== Task details ==
Copy the lines of the material exactly, beginning with the line that contains "For full credit, report the bounding box of the wetsuit" and continuing through the line that contains "228, 215, 259, 274", with both of those lines included.

== Information shown ==
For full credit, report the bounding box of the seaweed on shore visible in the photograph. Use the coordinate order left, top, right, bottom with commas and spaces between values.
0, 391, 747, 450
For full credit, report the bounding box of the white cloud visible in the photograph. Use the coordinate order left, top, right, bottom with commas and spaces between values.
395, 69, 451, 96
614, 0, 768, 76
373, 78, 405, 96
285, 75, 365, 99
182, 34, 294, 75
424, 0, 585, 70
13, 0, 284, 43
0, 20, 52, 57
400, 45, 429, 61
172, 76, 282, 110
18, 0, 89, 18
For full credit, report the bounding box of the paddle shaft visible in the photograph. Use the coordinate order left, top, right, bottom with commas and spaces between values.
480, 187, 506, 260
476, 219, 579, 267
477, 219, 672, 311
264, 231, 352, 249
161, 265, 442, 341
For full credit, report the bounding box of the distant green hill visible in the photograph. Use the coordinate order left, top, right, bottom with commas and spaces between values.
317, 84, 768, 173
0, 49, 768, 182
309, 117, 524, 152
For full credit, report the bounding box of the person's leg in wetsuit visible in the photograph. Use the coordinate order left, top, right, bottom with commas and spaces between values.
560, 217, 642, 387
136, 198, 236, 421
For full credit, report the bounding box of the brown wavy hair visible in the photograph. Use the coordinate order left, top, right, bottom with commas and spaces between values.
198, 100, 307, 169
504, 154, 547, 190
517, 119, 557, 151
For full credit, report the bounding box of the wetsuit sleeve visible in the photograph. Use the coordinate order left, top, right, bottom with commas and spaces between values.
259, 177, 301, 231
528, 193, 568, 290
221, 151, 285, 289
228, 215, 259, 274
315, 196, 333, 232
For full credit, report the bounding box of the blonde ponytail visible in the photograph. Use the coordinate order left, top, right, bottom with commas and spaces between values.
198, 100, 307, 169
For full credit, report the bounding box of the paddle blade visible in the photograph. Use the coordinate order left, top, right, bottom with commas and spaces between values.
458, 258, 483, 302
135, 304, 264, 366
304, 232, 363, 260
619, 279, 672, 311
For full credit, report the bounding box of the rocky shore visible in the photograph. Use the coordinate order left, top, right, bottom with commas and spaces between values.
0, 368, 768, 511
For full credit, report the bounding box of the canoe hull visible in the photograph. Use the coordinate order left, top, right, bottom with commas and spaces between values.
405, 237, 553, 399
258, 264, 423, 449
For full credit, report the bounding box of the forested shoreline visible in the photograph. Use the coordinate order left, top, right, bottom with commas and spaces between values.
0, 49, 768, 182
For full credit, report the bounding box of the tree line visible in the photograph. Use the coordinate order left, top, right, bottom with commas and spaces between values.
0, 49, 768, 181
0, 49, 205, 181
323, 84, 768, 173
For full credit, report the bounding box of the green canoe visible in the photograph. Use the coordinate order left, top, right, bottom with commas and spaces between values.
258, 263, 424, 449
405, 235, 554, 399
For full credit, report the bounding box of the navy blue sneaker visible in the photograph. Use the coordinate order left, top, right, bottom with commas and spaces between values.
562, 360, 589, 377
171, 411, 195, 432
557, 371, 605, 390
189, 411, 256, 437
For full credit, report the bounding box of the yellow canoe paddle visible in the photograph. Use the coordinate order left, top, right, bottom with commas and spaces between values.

* * *

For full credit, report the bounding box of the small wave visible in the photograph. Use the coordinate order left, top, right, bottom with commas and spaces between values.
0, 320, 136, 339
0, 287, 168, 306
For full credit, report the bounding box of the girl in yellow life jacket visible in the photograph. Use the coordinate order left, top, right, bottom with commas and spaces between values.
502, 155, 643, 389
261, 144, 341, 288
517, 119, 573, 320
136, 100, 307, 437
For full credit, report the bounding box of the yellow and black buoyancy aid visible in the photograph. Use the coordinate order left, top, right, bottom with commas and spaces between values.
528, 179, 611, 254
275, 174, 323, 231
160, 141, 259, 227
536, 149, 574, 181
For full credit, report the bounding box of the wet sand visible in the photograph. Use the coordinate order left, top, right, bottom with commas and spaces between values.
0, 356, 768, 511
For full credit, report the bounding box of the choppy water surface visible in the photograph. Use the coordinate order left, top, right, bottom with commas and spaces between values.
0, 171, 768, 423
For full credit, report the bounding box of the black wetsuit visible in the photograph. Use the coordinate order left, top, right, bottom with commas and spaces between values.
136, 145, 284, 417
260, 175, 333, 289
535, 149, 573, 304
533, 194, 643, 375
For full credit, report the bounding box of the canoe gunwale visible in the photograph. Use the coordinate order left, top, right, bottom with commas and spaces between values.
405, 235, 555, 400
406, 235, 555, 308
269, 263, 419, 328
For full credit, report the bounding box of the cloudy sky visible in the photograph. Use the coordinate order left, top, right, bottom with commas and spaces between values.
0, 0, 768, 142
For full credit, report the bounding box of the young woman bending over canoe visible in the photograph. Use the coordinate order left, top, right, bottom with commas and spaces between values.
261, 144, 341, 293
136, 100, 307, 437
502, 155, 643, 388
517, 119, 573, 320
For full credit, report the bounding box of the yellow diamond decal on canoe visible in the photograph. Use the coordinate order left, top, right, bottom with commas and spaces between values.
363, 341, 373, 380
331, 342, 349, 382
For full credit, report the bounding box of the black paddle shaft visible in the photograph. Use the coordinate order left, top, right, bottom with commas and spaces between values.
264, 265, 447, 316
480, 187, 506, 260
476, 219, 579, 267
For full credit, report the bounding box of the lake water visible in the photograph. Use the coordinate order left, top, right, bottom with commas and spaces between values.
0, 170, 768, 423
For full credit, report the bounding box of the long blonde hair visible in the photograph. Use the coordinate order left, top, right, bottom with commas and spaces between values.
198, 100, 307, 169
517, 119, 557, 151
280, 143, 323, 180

* * *

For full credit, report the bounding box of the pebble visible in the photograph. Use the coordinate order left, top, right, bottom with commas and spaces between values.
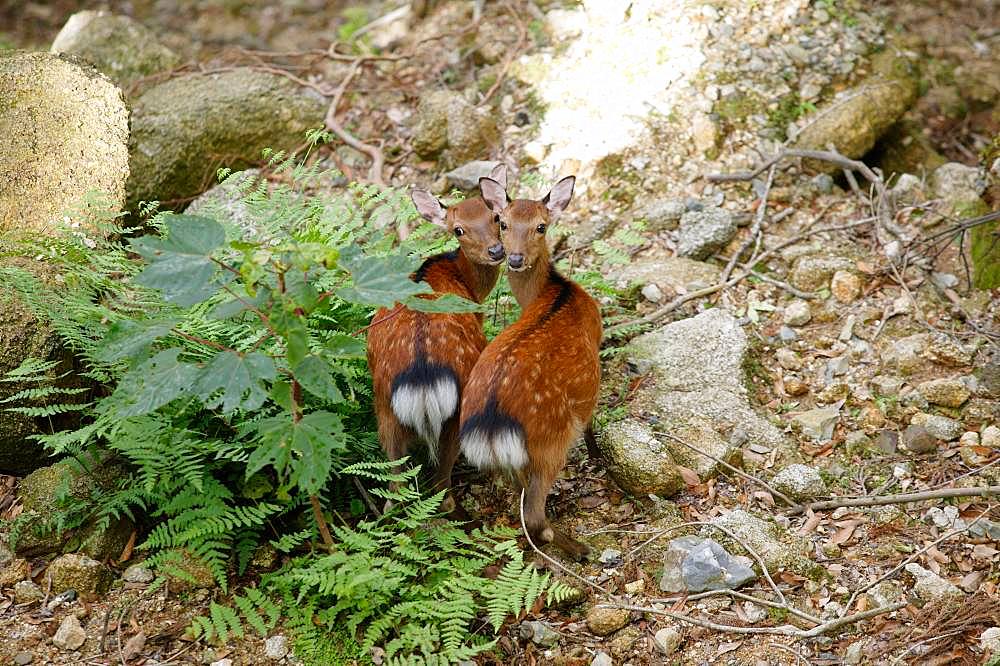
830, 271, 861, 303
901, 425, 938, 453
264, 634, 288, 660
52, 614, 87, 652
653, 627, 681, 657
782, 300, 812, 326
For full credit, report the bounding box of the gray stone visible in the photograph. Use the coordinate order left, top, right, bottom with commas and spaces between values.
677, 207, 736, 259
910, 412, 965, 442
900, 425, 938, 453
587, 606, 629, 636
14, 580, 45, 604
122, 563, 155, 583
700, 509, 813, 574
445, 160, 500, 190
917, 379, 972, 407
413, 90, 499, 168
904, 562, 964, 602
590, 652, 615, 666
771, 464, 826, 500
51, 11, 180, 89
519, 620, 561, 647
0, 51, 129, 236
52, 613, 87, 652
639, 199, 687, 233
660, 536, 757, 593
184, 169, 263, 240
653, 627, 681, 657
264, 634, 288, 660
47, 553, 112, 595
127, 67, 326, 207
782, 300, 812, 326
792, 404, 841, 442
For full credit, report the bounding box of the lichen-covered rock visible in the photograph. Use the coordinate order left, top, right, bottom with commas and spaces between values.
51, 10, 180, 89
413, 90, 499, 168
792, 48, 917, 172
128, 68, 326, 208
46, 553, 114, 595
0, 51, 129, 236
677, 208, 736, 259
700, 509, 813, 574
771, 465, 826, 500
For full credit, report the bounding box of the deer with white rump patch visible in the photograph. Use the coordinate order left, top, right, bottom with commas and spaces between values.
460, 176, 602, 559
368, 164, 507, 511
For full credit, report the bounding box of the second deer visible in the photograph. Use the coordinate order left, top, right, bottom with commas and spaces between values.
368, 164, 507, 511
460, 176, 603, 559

== Response to this exercise ==
For full credit, report the bounding box of the wetsuit sleeve visible in the photograph. Use the coordinate order left, top, right, bottom with commas and spaces between values.
259, 177, 301, 231
528, 193, 568, 290
221, 151, 285, 289
228, 215, 259, 274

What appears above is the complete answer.